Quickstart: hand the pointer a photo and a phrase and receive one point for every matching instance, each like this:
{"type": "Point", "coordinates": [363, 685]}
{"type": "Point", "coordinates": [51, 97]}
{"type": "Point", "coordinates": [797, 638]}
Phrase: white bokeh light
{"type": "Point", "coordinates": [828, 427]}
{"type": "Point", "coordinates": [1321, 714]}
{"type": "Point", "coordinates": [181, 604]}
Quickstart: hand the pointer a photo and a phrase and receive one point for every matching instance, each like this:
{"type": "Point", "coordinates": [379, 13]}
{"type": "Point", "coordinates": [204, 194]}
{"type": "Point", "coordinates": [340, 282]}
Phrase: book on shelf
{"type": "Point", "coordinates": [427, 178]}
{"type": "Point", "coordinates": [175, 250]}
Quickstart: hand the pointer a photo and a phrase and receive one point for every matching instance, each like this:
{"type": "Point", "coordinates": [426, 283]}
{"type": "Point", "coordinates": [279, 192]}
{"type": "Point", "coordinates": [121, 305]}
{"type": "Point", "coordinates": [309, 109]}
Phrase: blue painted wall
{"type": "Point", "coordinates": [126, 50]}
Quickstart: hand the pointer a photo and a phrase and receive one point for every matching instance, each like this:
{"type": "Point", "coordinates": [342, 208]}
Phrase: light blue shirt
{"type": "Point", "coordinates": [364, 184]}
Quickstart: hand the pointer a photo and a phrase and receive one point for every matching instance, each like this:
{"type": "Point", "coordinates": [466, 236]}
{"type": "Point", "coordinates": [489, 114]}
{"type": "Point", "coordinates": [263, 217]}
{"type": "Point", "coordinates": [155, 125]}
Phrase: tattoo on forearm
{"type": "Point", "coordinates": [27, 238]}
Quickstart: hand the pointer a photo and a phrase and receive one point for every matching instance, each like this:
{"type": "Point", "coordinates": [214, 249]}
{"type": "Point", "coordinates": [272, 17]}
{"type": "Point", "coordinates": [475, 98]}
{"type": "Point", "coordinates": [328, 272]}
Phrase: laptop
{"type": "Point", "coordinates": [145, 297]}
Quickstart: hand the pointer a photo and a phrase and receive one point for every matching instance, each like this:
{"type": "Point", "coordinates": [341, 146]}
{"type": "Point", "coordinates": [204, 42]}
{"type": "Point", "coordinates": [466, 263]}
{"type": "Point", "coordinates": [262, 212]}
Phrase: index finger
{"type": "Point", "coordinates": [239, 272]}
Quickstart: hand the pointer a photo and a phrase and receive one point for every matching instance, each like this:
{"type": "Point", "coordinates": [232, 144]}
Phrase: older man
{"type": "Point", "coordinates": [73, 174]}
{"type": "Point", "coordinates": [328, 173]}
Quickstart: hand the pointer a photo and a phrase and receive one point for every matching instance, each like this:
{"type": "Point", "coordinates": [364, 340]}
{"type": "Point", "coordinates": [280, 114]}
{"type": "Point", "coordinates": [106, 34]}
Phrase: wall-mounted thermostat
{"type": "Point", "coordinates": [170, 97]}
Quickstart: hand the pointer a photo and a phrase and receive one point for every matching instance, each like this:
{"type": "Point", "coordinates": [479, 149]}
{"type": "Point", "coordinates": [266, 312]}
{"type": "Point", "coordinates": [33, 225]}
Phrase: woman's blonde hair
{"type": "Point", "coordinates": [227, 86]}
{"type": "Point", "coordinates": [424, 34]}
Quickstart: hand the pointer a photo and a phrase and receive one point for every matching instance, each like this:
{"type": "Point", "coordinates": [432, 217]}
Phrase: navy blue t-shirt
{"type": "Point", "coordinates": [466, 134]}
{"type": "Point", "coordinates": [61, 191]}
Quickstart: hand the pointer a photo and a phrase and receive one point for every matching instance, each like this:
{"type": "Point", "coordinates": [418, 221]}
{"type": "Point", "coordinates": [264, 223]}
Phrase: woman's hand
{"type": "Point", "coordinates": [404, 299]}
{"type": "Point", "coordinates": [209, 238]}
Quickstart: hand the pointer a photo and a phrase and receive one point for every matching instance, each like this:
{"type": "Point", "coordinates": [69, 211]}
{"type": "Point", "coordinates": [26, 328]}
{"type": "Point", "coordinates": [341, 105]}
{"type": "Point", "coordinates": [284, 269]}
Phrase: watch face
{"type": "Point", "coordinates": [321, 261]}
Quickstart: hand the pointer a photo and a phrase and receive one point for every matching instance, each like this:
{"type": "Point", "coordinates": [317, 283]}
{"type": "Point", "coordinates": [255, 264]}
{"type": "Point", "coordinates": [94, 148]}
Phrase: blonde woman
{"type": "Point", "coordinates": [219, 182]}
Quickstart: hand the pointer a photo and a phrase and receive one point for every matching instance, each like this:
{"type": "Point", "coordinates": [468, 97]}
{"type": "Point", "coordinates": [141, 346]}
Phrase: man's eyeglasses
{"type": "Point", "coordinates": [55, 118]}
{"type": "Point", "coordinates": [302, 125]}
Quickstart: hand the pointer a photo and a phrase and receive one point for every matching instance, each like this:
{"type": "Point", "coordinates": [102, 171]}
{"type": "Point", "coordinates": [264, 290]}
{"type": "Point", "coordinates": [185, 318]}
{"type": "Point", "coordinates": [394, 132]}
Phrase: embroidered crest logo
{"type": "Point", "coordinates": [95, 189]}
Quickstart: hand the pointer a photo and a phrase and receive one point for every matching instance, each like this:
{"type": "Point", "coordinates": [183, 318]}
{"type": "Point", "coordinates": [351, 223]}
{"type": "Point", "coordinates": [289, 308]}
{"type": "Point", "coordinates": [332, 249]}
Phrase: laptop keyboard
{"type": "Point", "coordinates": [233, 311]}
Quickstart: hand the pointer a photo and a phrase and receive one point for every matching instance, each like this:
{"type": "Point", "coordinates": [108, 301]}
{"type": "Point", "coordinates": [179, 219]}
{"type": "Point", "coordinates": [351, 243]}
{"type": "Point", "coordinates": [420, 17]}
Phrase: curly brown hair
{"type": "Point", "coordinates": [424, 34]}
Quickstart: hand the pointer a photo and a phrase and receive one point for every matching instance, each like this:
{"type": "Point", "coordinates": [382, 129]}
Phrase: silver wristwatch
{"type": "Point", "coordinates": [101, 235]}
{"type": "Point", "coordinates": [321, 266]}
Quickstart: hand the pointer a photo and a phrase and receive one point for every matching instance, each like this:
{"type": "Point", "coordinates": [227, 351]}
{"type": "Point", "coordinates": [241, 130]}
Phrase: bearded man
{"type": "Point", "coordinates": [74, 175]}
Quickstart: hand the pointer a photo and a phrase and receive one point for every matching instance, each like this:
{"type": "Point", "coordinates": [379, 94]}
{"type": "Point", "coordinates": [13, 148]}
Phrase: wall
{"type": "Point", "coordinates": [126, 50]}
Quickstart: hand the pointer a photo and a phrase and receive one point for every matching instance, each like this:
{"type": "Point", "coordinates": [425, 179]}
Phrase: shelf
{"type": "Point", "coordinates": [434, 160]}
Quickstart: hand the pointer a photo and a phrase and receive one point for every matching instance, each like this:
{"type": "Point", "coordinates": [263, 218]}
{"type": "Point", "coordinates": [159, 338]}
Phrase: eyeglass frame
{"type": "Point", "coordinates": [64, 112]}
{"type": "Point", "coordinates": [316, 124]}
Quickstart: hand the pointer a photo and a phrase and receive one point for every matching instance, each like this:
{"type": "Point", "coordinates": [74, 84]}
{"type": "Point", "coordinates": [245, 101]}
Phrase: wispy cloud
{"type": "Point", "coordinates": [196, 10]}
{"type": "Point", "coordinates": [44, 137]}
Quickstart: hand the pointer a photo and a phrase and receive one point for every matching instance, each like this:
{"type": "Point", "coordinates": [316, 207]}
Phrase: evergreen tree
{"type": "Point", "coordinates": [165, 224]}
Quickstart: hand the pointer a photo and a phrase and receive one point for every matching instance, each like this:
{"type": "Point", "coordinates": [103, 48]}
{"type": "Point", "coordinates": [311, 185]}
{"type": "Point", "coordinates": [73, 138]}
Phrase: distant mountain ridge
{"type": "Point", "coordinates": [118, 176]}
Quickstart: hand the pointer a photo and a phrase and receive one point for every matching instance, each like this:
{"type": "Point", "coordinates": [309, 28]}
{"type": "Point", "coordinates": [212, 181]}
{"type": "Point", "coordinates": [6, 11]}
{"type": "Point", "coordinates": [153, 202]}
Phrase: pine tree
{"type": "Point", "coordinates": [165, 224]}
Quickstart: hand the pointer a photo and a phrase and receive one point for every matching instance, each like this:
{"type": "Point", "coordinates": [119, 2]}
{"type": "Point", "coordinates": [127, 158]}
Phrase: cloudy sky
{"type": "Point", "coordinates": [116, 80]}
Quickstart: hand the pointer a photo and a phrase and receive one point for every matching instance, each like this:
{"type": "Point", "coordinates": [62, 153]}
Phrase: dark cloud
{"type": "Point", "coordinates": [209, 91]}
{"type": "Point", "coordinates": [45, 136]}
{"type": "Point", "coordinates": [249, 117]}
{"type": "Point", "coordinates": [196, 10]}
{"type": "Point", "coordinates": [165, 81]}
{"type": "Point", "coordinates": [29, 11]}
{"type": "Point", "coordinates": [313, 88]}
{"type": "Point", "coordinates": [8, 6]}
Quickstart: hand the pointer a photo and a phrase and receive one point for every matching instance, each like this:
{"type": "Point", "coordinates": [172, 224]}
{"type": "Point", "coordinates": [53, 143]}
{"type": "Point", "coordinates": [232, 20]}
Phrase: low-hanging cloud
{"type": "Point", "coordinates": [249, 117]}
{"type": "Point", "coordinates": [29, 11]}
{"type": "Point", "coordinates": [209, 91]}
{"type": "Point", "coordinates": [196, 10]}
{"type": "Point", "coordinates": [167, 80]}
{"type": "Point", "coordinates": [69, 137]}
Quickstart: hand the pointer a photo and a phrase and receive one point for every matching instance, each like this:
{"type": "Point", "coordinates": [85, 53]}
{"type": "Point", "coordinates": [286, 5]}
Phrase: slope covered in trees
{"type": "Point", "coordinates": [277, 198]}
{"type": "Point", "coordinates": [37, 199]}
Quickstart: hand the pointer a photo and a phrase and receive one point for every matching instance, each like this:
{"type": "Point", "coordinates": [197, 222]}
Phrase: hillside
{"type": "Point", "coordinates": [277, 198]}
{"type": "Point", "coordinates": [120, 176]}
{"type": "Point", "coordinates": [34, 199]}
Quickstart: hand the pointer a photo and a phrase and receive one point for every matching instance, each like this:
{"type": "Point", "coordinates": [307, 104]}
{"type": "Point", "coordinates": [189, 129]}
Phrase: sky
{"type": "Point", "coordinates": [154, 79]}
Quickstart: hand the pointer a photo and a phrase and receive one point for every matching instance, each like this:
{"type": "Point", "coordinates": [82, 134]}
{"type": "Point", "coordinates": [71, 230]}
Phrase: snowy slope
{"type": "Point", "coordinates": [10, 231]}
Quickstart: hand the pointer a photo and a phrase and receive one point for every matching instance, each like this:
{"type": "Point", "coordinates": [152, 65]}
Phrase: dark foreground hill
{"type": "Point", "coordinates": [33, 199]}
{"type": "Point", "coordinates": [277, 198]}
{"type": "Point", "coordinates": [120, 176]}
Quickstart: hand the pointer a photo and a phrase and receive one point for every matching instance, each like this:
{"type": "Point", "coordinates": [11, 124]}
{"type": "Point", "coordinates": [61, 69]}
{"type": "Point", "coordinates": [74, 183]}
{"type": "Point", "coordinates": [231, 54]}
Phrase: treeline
++++++
**PROBLEM TO SOLVE**
How many lines of the entries above contain the string "wall"? Give only the number.

**FULL OUTPUT**
3